##### DOCUMENT SECTION #####
= Haoma =

Zoroastrian sacred plant and drink

Haoma (/ˈhoʊmə/; Avestan: 𐬵𐬀𐬊𐬨𐬀) is a divine plant in Zoroastrianism and in later Persian culture and mythology. Haoma has its origins in Indo-Iranian religion and is the cognate of Vedic soma.

==Etymology==
Both Avestan haoma and Sanskrit soma derived from proto-Indo-Iranian *sauma. The root of the word haoma, hu-, and of soma, su-, suggests 'press' or 'pound'.

In Old Persian cuneiform it was known as 𐏃𐎢𐎶 hauma, as in the DNa inscription (c. 490 BC) which makes reference to "haoma-drinking Scythians" (Sakā haumavargā).

The Middle Persian form of the name is 𐭧𐭥𐭬 hōm, which continues to be the name in Modern Persian and other living Iranian languages (هوم) and among all modern Iranian languages, as its closest form, in Zaza, the word "homa" is used for the divine, God.

==As a plant==
===In the Avesta===
In the Avesta, the Hauma plant is shortly described in the Hom Yasht, whereas a more detailed description is given in the Hom Stom. The physical attributes, as described in the texts, include:
- the plant has stems, roots and branches (Yasna 10.5).
- it has a plant asu (Yasna 9.16). The term asu is only used in conjunction with a description of haoma, and does not have an established translation. It refers to 'twigs' according to Dieter Taillieu, 'stalk' according to Robert Wasson, 'fibre' or 'flesh' according to Ilya Gershevitch, 'sprouts' according to Lawrence Heyworth Mills.
- it is tall (Yasna 10.21, Vendidad 19.19)
- it is fragrant (Yasna 10.4)
- it is golden-green (standard appellation, Yasna 9.16 et al.)
- it can be pressed (Yasna 9.1, 9.2)
- it grows on the mountains, 'swiftly spreading', 'apart on many paths' (Yasna 9.26, 10.3-4 et al.) 'to the gorges and abysses' (Yasna 10–11) and 'on the ranges' (Yasna 10.12)
##### GIVEN INFORMATION #####
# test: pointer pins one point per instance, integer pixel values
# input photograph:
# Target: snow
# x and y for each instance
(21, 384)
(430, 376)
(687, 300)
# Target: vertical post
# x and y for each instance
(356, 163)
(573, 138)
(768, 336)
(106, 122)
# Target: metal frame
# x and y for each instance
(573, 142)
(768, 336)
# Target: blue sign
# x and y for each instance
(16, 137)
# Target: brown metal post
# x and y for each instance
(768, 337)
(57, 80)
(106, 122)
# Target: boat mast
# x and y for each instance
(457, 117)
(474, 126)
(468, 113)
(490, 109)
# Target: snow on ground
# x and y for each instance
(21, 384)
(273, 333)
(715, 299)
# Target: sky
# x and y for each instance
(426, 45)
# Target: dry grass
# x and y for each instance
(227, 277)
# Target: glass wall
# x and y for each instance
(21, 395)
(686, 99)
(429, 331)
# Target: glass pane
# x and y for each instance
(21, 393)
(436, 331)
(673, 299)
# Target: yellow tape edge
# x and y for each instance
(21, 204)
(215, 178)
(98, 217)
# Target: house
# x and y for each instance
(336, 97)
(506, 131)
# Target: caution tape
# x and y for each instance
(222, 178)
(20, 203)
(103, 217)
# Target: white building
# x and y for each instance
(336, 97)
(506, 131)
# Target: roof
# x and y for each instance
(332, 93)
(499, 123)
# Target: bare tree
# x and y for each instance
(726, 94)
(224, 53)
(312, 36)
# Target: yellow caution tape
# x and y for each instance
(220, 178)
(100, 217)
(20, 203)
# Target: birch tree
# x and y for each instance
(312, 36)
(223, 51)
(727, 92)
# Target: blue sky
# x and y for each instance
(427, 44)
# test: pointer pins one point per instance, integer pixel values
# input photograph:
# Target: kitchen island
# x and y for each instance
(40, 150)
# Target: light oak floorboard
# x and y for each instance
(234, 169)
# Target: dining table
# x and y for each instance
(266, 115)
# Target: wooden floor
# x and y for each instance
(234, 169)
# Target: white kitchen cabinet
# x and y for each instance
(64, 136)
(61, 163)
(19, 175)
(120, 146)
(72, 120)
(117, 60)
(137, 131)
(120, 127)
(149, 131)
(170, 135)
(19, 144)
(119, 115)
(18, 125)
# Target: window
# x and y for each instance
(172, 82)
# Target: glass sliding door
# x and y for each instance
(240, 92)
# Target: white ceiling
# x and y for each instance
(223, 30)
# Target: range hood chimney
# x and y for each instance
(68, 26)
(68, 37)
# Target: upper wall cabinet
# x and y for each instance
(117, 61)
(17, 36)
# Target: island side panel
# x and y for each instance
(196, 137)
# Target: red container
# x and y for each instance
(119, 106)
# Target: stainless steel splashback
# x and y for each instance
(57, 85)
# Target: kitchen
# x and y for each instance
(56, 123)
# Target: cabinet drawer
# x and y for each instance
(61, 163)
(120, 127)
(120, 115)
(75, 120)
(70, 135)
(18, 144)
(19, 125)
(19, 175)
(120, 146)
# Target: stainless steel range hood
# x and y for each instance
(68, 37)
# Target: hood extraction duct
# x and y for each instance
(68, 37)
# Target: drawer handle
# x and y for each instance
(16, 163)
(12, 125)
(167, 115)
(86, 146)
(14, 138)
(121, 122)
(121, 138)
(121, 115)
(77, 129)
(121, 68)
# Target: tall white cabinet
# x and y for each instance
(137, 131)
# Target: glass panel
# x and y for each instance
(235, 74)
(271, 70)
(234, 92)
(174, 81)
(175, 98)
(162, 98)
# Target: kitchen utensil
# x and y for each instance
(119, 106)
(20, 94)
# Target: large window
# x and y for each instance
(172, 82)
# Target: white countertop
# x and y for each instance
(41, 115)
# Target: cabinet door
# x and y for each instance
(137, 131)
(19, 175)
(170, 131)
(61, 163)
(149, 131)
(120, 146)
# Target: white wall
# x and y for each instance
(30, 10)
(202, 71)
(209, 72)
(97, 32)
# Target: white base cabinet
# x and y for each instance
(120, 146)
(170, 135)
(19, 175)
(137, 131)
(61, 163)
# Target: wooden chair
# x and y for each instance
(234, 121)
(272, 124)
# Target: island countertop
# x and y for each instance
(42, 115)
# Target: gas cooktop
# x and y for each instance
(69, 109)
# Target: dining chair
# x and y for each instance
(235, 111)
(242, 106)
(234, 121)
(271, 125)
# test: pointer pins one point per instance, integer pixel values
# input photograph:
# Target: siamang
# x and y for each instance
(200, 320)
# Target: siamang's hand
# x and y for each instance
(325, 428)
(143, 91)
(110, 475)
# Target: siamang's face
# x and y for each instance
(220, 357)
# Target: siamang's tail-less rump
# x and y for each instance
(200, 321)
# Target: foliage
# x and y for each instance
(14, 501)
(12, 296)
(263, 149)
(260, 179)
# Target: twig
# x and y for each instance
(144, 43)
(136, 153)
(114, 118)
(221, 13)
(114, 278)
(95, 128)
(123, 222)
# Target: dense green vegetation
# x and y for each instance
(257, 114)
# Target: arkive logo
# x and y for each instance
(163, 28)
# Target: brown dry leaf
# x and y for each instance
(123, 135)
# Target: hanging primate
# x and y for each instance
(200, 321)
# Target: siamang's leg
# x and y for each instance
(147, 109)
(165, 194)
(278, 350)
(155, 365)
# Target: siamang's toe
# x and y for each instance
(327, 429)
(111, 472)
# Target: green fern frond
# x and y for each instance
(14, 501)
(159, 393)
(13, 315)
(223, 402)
#####
**REQUIRED ACTIONS:**
a - In the Haoma text, which inscription mentions "haoma-drinking Scythians"?
b - In the Haoma text, switch "fragrant" to "aromatic" and give the passage between "- it is tall" and "(Yasna 9.1, 9.2)", inclusive.

**ANSWER LIST:**
a - The DNa inscription, from about 490 BC.

b -
- it is tall (Yasna 10.21, Vendidad 19.19)
- it is aromatic (Yasna 10.4)
- it is golden-green (standard appellation, Yasna 9.16 et al.)
- it can be pressed (Yasna 9.1, 9.2)